Job: Can you transcribe word for word the stretch of the computers-per-circuit thread below, starting with "AFAIK, these are" and going on through "actually connected/in use."?

# Maximum computers per circuit



## Edrick (Jun 6, 2010)

I don't know about code based, but speaking from the computer side it wouldn't make practical sense to stuff as many as you can on one circuit. Although right now those computers may only take up 550W or 350W based on half load. What about 5 years from now? 10 years? Computer power supplies keep increasing in wattage.


----------



## nitro71 (Sep 17, 2009)

Basic integrated video computer doesn't use 300 or 500 watts. I'm not sure on the new LCD monitors but I'd bet those computer use under 300 watts total each.


----------



## HARRY304E (Sep 15, 2010)

guitarboyled said:


> Apparently when it comes to computers I can exceed the load of a circuit.
> I figure these days desktops power supplies are around 550W and monitors around 150W. For a total of 700W.
> On a normal 15 Amp circuit (120V) there's 1800 Watts available of non continuous load.
> I figure I can easily put two computers per circuit (These are stations without the possibility to add any other hardware like printers, etc.)
> ...



Only if all 5 are not over loaded at once:laughing:


----------



## rexowner (Apr 12, 2008)

AFAIK, these are switching power supplies that are not going to
be drawing their maximum rated capacity, the draw will based on
what is actually connected/in use.


----------

Supplied records:
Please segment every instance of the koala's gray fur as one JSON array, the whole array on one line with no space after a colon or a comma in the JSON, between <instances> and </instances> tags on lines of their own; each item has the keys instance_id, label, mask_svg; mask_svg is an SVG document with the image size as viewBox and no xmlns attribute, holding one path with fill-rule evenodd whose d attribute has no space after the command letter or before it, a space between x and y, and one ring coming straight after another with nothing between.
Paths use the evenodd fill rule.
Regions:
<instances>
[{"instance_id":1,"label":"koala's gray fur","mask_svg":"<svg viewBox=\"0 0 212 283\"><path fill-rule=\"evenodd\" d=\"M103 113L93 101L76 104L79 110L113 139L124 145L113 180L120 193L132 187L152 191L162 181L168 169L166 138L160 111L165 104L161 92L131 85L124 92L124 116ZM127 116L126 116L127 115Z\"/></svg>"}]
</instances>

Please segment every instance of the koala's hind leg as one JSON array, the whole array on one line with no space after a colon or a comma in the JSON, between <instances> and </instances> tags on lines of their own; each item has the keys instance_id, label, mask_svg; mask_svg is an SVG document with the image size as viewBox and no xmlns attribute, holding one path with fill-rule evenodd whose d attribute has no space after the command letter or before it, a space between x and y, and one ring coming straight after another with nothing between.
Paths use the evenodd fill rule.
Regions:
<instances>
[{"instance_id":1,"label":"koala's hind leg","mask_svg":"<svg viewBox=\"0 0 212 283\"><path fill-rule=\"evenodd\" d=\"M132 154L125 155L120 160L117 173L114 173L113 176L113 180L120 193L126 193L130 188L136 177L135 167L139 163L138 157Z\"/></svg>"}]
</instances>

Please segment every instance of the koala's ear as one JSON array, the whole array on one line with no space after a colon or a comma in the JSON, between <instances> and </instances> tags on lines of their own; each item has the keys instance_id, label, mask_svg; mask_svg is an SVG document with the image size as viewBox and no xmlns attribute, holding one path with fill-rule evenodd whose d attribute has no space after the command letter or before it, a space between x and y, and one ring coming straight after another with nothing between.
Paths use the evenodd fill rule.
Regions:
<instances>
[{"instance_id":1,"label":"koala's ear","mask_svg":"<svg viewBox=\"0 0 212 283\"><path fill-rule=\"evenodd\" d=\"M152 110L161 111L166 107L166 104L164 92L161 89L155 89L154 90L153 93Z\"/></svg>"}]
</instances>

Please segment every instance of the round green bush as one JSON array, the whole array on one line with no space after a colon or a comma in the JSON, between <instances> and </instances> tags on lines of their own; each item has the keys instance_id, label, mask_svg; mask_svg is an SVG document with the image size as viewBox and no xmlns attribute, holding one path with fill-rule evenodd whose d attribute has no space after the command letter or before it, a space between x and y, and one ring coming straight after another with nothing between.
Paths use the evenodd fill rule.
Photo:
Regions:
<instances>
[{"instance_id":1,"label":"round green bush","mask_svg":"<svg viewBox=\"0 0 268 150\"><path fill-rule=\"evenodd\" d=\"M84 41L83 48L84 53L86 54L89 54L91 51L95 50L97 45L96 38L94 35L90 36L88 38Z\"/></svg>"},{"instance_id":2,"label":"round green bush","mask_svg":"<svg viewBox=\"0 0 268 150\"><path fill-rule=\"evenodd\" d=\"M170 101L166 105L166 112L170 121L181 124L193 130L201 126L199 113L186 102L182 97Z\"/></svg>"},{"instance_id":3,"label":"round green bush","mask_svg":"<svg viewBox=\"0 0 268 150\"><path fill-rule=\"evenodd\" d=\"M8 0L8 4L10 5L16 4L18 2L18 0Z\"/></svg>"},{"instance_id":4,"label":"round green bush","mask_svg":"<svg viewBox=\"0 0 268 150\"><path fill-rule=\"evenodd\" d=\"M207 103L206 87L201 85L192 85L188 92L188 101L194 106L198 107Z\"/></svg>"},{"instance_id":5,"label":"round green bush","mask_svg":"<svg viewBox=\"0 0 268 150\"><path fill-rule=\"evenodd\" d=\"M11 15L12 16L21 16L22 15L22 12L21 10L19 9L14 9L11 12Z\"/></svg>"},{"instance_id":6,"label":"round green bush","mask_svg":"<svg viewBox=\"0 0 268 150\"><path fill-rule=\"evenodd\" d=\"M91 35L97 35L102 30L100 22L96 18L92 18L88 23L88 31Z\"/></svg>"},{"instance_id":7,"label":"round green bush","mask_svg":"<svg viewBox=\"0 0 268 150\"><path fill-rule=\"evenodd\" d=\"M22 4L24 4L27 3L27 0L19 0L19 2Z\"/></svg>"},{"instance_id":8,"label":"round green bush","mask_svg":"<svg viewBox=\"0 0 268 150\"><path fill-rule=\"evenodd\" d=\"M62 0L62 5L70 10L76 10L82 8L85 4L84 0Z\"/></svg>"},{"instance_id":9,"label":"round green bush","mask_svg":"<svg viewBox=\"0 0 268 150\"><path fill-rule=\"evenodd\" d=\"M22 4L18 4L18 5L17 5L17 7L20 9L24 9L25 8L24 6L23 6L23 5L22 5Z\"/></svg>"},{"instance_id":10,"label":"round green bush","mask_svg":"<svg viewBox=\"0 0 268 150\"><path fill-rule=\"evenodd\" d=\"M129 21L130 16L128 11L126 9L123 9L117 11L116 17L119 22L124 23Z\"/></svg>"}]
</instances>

Answer for this exercise:
AFAIK, these are switching power supplies that are not going to
be drawing their maximum rated capacity, the draw will based on
what is actually connected/in use.